SELECTION:

This period of transition, coupled with the current financial market has been challenging for many of us.

As Bernice Johnson Reagon says, "Life's challenges are not supposed to paralyze you; they're supposed to help you discover who you are." Whatever the reasons for transition, the following tips can help you navigate the transition smoothly and learn about yourself in the process.

  • Stay in the present moment as much as possible—Thinking about what could have been or trying to plan for what might happen in the future can drain you physically and emotionally. A good question to ask yourself is, "What do I need right now?" At first, you may come up with answers about next week, next month, or even tomorrow. It is helpful to focus on the present moment. You don't need to know all the steps along the journey. Just take the next best step.
  • Stay physically active and get grounded in your body—Nothing beats exercise for helping keep everything in perspective. Try a yoga class; go for a long walk; or take a bicycle ride. Physical activity helps us to feel alive and spurs creativity. Plus, by being physically engaged, you can clear some of the mental chatter of worry.
  • Choose to look for and focus on the positive—My mentor once told me, "Fear is a gross misuse of imagination." I try to remember this about fear when I'm faced with anxiety, imaging what could happen. When we contemplate the unknown, we are sometimes caught up in the fact that "anything can happen." Why not turn that idea around for your benefit? Yes, anything can happen, that includes things that are beyond comprehension, which are positive, things beyond your wildest dreams.
  • Set positive intentions—Think about what it will feel like when you are on the other side of this transition. Use all of your senses to feed into this picture of your life: smell, touch, sound, taste. What will it feel like in your body? Imagine being healthy and vibrant. Picture with great detail what your new job will be like or how it will feel to hold a new-born baby in your arms.
  • Let go of expectations—Be open to the outcome and appreciate the learning and growth the transition offers.
  • Trust that you are resilient and have the strength and resources you need—Have you ever heard we are never given more than we can handle? There is a Chinese proverb I've always admired, "You can only go halfway into the darkest forest; then you are coming out the other side." Trust that things will get better.
  • Understand that life has a rhythm of its own—As individuals, we are constantly evolving, becoming. Our transitions move us forward in life. According to Harrison Owen, four spiritual laws govern all of life: whoever comes are the right people; whatever happened is the only thing that could have happened; whenever it starts is the right time; and when it's over, it's over.
  • Breathe—In Loving What Is, Byron Katie talks about how breath is one of the most powerful mechanisms for healing. We can bring intentionality to our breath and let it soothe our minds and bodies. Even if you are not conscious of it, your breath flows naturally. Katie says it's not about our "doing the breathing," but instead about letting go. In that letting go, "we are breathed." Just as our breath works as it should, she suggests our lives do as well.

[Data records]
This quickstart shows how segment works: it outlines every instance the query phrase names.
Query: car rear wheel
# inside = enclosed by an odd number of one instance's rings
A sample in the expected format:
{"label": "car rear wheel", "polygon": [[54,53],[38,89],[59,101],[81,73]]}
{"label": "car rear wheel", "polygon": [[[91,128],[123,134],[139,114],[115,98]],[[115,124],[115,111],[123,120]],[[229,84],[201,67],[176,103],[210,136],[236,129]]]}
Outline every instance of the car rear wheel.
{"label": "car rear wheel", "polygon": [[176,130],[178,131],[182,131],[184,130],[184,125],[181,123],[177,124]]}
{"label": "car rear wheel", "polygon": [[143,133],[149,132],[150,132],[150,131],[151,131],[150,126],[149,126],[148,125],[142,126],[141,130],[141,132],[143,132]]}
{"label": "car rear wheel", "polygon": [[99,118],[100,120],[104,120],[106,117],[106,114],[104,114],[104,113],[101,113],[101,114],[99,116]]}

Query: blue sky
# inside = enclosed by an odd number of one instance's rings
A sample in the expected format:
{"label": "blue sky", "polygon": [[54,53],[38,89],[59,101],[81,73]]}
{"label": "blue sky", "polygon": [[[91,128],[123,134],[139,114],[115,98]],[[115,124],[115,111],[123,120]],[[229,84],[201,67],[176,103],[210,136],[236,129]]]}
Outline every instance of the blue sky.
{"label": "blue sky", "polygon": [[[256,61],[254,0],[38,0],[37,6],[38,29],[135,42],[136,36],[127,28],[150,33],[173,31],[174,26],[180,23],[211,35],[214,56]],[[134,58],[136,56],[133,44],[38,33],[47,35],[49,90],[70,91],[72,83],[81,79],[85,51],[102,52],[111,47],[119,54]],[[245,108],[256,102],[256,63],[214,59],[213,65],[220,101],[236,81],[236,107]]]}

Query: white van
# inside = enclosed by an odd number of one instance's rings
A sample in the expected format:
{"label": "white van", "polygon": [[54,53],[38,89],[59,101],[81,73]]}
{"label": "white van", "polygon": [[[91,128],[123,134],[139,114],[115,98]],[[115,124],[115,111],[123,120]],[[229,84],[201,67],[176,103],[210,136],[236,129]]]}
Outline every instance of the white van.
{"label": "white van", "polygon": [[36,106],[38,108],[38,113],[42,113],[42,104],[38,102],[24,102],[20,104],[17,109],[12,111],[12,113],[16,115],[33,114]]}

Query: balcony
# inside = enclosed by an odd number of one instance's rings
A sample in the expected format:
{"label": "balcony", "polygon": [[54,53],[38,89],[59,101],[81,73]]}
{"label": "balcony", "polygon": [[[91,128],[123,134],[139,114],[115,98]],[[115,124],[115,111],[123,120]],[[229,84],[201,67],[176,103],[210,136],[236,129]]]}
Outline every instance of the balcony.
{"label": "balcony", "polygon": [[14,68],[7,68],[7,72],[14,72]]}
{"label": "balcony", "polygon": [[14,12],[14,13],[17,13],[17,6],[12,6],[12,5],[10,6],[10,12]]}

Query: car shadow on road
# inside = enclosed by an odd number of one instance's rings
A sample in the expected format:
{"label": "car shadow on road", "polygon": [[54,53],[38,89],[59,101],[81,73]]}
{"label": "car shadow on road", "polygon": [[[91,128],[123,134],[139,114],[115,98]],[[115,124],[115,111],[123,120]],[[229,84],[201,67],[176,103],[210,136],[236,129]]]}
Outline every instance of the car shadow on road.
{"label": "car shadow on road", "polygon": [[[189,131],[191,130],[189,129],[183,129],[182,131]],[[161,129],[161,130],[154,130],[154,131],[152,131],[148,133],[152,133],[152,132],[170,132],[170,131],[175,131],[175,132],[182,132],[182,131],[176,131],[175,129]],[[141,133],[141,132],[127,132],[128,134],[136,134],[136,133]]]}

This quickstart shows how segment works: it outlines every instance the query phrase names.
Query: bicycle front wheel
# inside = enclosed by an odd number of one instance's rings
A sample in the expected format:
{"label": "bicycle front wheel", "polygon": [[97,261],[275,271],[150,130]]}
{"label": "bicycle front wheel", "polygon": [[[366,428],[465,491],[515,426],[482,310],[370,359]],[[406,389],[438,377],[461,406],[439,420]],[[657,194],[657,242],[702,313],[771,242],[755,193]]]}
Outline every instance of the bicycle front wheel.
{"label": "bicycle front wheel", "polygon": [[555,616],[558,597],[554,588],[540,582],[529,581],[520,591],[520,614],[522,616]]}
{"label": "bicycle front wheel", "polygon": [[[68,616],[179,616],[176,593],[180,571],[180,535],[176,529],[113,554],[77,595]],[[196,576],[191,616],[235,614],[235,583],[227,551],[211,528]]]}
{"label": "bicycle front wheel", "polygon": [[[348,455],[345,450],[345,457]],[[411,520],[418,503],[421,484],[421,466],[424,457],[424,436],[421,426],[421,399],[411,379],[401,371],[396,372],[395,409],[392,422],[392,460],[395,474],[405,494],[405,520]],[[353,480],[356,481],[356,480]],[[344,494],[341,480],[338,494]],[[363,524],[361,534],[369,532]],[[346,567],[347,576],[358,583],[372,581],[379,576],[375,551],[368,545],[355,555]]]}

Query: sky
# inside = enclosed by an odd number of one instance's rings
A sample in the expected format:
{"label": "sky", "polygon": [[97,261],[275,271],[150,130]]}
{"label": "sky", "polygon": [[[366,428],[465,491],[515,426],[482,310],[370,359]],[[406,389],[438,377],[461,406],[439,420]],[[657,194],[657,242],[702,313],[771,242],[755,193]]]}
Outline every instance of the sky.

GOAL: In the tips on handling transition, what did the writer's mentor say fear is?

RESULT OF THIS EXERCISE: A gross misuse of imagination.